All of the records should be given again exactly as they appear.

•••••

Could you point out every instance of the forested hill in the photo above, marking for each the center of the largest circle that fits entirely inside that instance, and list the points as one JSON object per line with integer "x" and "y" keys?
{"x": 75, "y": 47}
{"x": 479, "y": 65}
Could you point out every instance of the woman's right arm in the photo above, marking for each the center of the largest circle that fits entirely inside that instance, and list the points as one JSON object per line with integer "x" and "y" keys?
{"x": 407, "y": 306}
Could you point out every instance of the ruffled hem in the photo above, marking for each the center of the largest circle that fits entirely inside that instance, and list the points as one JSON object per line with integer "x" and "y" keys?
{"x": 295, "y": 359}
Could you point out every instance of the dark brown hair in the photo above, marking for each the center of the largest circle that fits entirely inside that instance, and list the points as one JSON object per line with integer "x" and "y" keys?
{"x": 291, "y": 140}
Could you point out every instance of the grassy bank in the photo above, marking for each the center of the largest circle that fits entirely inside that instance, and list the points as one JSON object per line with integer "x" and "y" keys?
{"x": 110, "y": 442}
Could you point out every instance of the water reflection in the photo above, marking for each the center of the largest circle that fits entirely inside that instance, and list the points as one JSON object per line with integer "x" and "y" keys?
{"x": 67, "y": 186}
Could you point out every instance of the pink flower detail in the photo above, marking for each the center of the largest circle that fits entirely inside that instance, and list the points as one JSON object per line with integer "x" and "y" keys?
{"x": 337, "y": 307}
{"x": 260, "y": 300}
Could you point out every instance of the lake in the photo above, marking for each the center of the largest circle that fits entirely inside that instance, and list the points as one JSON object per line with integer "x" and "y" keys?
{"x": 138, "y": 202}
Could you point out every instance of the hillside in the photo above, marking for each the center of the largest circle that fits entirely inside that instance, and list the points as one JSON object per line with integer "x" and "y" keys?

•••••

▶ **Task output**:
Could you point out every instance of the forested hill in the photo above, marking for each the center of the largest circle that fits entirely inside that instance, and list the points as one JSON object per line with integer "x" and "y" keys?
{"x": 75, "y": 47}
{"x": 479, "y": 65}
Could you point out every instance of the woman's right arm in the photo above, marking for each the center of the largest circle that fits entirely inside that instance, and list the points as one JSON object per line with integer "x" and "y" keys?
{"x": 407, "y": 306}
Could you point out every instance of the ruffled hem in the photo above, marking for each the center of the largest circle that fits entirely inside that instance, and list the points as one JSON object per line with integer "x" and "y" keys?
{"x": 295, "y": 359}
Could you point out every instance of the dark brown hair in the photo above, marking for each the center of the largest circle that fits entirely inside that instance, and list the points as one JSON object per line with integer "x" and "y" keys?
{"x": 291, "y": 140}
Could you point out every instance of the grassy bank in the photo above, marking for each the center of the largest circle that fits entirely inside that instance, and list the points as one JSON object per line with integer "x" and "y" keys?
{"x": 110, "y": 442}
Could you point out every instance of the water reflection in the photo above, marking for each the center of the largest circle that fits entirely inside that instance, and list the points as one JSON object per line with integer "x" and "y" keys?
{"x": 67, "y": 186}
Could you point out every instance of the pink flower detail in the photo above, marking for each the center of the largest circle that fits entirely inside that instance, and list the points as one JSON object per line with integer "x" and "y" keys?
{"x": 337, "y": 307}
{"x": 260, "y": 300}
Could you point out every instance of the lake in the photo above, marking for each the center of the largest circle that fits entirely inside that instance, and list the points as one JSON object per line with integer "x" and "y" keys?
{"x": 138, "y": 202}
Could you point out every instance of the hillside in the photo above, marking for each the center of the largest circle that fits entirely inside that instance, and list the points as one JSON object per line with integer "x" and "y" keys?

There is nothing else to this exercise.